Document passage
━━━━

Posted on 25 Sep 2019
8 min read
You know that kid at school who wore a cape, dressed his rabbit as Hitler and once, as a dare, took a shit in his own backpack?
Well that’s basically YouTube.
These annoying tossers on a global scale, chasing their moment in the spotlight, blighting the internet with videos that would even insult the intelligence of a brain-damaged warthog.
A great deal of this sewerage falls under the label of ‘fitness’, hence my previous article/diatribe.
Although uniformly wretched, I did, admittedly, find some of these preening pricks oddly watchable, but in the same way that, say, a slow-motion motorway pileup is oddly watchable.
So, ever the masochist, I decided to return to this online amphitheatre where people would gladly take a mallet to their own grandmother for more views.
What I found was another collection of unforgivable cockery that will make you want to barf up your own pelvis.
In brief: humdrum lifestyle videos from a walking-talking rectal itch
Watch if: shopping for grey duvet covers fills you with shivers of excitement
Maxx Chewning is so irritating that if scientists hooked him up to a dynamo they could harvest the electricity generated by his grating personality to power a town the size of Dunstable for a whole year.

━━━━

Information supplied
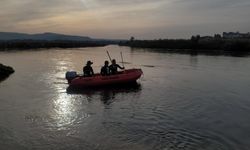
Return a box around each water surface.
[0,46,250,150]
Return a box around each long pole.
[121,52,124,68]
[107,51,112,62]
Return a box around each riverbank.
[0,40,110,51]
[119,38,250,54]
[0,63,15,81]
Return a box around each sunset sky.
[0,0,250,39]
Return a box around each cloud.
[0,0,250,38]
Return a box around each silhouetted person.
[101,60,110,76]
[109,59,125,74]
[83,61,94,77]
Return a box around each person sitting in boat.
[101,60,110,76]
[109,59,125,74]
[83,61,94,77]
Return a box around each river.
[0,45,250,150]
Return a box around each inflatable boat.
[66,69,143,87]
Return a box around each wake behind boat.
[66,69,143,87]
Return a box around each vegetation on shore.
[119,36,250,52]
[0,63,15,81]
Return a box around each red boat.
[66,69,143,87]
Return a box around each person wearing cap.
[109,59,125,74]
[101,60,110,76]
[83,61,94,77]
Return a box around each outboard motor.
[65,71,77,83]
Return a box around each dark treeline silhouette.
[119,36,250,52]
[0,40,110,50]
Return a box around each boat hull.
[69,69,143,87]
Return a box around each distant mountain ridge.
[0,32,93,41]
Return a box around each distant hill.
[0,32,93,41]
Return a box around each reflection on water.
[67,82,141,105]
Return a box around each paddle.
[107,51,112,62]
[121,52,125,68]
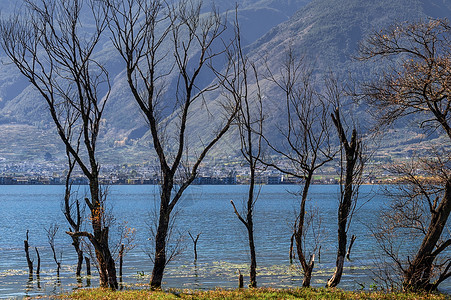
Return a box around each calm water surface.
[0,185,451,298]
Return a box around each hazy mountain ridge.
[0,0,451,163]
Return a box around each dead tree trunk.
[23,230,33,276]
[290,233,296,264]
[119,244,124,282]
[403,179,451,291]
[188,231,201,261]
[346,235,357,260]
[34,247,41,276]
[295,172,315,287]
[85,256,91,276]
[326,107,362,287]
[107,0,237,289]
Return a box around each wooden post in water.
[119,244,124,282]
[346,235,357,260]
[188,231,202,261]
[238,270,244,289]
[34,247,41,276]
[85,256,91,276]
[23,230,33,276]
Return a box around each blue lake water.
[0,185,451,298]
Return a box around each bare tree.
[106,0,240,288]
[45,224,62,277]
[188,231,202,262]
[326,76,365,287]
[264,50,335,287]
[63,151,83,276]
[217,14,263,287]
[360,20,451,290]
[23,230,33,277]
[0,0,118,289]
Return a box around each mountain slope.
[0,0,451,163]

━━━━

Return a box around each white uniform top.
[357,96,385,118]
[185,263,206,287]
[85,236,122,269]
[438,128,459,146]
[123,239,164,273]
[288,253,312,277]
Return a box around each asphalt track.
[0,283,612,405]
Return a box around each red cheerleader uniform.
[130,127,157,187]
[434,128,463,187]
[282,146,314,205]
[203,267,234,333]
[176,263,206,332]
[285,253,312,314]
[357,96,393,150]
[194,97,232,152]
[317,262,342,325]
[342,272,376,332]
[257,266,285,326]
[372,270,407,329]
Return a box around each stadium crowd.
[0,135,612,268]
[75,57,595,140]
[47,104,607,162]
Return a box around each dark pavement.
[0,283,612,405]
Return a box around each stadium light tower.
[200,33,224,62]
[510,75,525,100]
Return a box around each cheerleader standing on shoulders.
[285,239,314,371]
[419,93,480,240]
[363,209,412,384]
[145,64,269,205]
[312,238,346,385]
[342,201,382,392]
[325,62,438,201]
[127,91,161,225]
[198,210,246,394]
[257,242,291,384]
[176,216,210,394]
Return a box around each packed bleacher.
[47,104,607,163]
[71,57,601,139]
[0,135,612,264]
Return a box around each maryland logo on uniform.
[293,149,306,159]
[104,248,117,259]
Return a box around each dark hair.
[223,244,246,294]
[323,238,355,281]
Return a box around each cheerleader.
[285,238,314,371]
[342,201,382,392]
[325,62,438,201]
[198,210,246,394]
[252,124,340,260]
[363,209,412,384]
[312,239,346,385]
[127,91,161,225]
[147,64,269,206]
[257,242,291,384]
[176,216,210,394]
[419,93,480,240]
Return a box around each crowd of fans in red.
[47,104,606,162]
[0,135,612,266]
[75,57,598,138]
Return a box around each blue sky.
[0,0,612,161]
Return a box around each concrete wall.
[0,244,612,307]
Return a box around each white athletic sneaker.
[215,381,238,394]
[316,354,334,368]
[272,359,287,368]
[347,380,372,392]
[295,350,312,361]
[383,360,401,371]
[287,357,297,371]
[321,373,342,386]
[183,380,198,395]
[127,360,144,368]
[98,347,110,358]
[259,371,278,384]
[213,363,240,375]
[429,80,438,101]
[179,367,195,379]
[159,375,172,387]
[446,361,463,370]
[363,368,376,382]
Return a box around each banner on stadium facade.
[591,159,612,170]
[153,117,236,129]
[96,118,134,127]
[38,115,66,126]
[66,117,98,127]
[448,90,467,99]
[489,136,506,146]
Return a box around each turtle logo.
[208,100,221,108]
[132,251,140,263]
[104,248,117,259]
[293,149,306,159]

━━━━

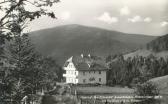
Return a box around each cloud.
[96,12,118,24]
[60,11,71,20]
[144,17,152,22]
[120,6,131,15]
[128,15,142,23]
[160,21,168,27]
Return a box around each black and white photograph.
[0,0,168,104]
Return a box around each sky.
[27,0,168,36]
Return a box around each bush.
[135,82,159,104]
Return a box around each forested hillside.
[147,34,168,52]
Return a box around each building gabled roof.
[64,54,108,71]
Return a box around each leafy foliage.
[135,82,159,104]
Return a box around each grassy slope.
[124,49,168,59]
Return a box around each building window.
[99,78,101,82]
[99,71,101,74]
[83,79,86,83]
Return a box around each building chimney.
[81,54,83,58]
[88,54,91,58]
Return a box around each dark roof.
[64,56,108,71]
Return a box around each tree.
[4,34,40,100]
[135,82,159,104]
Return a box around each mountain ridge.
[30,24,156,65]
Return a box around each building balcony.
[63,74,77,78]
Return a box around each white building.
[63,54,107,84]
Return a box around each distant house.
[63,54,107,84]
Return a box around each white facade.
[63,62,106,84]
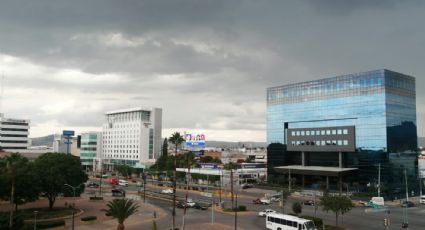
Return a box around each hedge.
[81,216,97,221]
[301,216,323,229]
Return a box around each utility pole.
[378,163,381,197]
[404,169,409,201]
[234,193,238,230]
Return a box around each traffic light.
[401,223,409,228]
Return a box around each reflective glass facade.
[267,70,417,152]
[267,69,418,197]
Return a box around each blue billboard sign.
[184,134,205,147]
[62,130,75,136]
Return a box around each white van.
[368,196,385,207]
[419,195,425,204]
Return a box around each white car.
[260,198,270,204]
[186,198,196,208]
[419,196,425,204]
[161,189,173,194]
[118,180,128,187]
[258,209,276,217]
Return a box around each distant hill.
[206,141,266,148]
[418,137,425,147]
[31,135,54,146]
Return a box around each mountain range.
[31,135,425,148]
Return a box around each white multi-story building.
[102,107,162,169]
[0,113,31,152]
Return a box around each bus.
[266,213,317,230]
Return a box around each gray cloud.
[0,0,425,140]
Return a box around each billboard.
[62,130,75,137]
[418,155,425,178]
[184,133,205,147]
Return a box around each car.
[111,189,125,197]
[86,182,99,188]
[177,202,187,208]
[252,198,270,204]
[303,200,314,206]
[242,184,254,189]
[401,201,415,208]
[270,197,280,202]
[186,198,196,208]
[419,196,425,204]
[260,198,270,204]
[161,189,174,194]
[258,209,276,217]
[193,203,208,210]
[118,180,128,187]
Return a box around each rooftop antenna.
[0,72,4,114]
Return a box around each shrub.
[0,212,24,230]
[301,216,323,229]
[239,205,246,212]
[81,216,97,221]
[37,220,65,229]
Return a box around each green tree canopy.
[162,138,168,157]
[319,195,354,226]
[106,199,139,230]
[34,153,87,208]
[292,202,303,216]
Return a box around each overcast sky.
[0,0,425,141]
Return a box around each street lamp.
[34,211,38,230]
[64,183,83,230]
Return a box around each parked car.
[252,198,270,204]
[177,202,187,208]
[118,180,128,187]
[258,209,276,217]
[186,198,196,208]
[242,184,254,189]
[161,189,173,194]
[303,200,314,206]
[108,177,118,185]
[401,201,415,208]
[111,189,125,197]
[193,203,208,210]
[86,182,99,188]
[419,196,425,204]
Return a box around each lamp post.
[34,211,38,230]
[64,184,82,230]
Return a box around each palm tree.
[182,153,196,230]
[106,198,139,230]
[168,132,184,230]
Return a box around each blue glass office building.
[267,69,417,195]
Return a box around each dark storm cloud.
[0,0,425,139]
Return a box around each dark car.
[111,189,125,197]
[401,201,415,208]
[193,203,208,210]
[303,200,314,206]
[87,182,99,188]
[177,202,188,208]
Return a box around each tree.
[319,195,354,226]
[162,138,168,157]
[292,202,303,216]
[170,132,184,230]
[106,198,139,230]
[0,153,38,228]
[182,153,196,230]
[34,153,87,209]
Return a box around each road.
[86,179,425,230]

━━━━

Challenge
Write out the full YouTube fitness article word for word, from its posting date to its last line. The records have no connection to the text.

The reply
Posted on 25 Sep 2019
8 min read
You know that kid at school who wore a cape, dressed his rabbit as Hitler and once, as a dare, took a shit in his own backpack?
Well that’s basically YouTube.
These annoying tossers on a global scale, chasing their moment in the spotlight, blighting the internet with videos that would even insult the intelligence of a brain-damaged warthog.
A great deal of this sewerage falls under the label of ‘fitness’, hence my previous article/diatribe.
Although uniformly wretched, I did, admittedly, find some of these preening pricks oddly watchable, but in the same way that, say, a slow-motion motorway pileup is oddly watchable.
So, ever the masochist, I decided to return to this online amphitheatre where people would gladly take a mallet to their own grandmother for more views.
What I found was another collection of unforgivable cockery that will make you want to barf up your own pelvis.
In brief: humdrum lifestyle videos from a walking-talking rectal itch
Watch if: shopping for grey duvet covers fills you with shivers of excitement
Maxx Chewning is so irritating that if scientists hooked him up to a dynamo they could harvest the electricity generated by his grating personality to power a town the size of Dunstable for a whole year.